## Start Supplied text

Q&A: Alison Rose Greenberg, Author of ‘Maybe Once, Maybe Twice’

We chat with author Alison Rose Greenberg about her new release Maybe Once, Maybe Twice, which is filled with the romance and angst that defines the years you come to know yourself with a story of second chances and finding your own way.

Hi, Alison! Can you tell our readers a bit about yourself?

Hi! I’m Alison, and I’m an author and screenwriter living in Atlanta, Georgia with my two kids and our three unruly pets. I speak fluent rom-com, and I gravitate toward telling stories that celebrate complicated females with will-they-won’t-they romantic tension throughout. You can often find me crying to Taylor Swift.

When did you first discover your love for writing and stories?

I was a big reader growing up, but I became truly infatuated with the art of storytelling when I was a pre-teen watching late-90s WB TV series. The character development on shows like Buffy the Vampire Slayer made me want to become a writer and helped me understand the importance of story construction and authentic voices. I discovered my love for writing stories in my screenwriting course at The University of Southern California, with the late Daryl G. Nickens, who was a phenomenal professor.

Quick lightning round! Tell us the first book you ever remember reading, the one that made you want to become an author, and one that you can’t stop thinking about!

The first book I remember reading is The Baby-Sitter’s Club series. I still have nearly every copy on a shelf in my house. I have memories of staying up past my bedtime to devour the books under my covers.

This is a hard one! I am a screenwriter, and becoming an author was a (wonderful) curveball. The first book that made me interested in becoming a storyteller was To Kill a Mockingbird. The point-of-view in Harper Lee’s novel and Scout’s voice is so vibrant and different—it tugged on all my heartstrings. I would say David Sedaris’s Me Talk Pretty One Day made me wish I was an author. I have reread his essays more times than I can count.

## End Supplied text
## Start Collected material

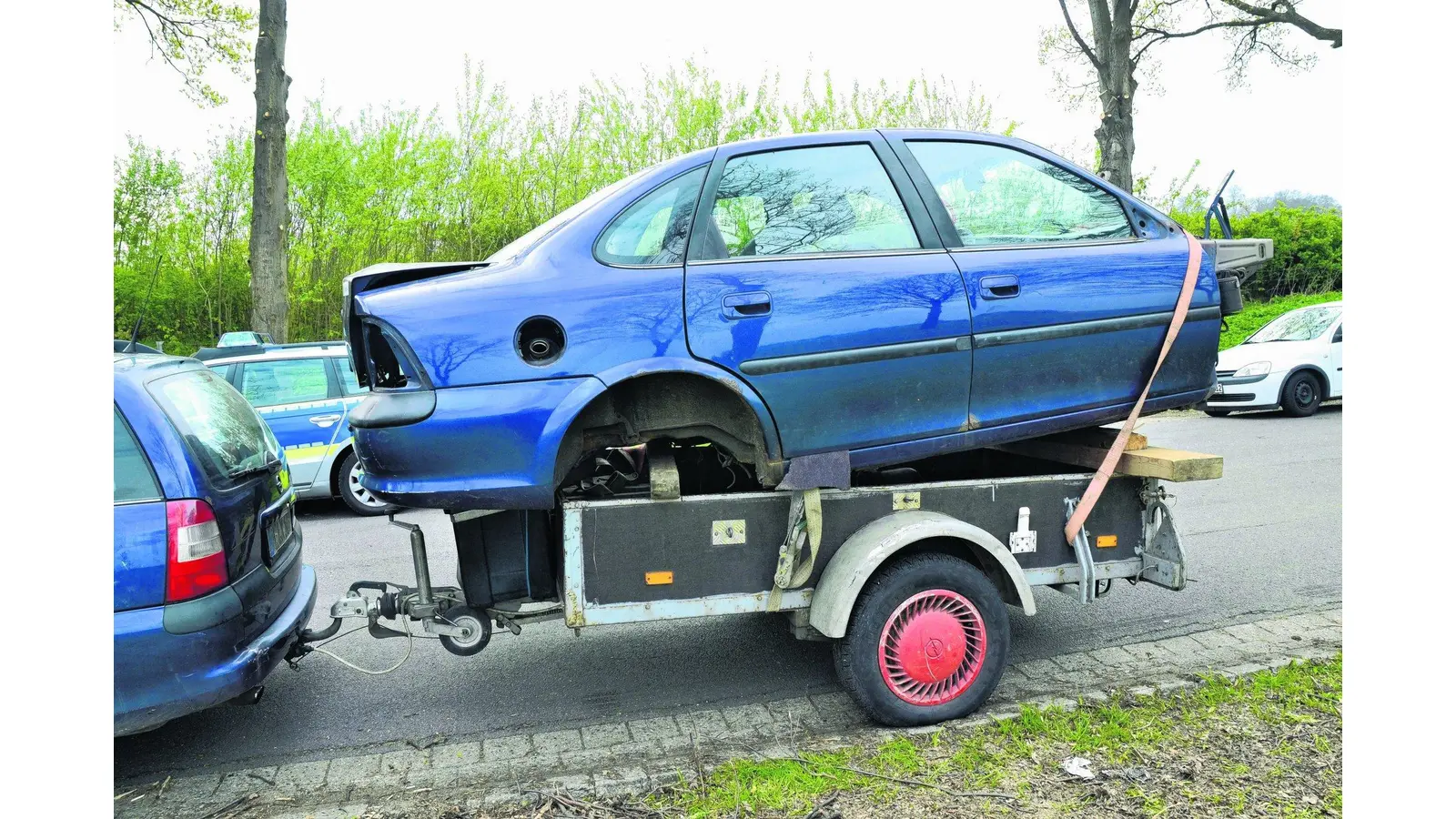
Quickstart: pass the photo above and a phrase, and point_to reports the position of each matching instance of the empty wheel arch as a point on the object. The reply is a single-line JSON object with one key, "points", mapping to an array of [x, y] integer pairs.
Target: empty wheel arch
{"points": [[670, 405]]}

## End Collected material

- **Tasks to carry out**:
1) Please render this sentence from the Alison Rose Greenberg interview in Spanish: "I still have nearly every copy on a shelf in my house."
2) Supply the next part of the Alison Rose Greenberg interview, picking up after its final sentence.
Nothing here requires the data.

- **The results**:
1) Todavía tengo casi todos los ejemplares en un estante de mi casa.

2)
I can’t stop thinking about Robinne Lee’s The Idea of You. It is a wildly sexy romance about a woman in her late thirties who falls for a famous boy band member, with an ending that absolutely destroyed me (in the best way). I cannot wait for the adaption with Anne Hathaway as the lead, and I’ve been emotionally preparing myself to see this book on screen.

Maybe Once, Maybe Twice comes out on October 3. What are five words you would use to describe it?

Romantic, angsty, nostalgic, heartbreaking, hopeful.

What can readers expect when they pick up Maybe Once, Maybe Twice?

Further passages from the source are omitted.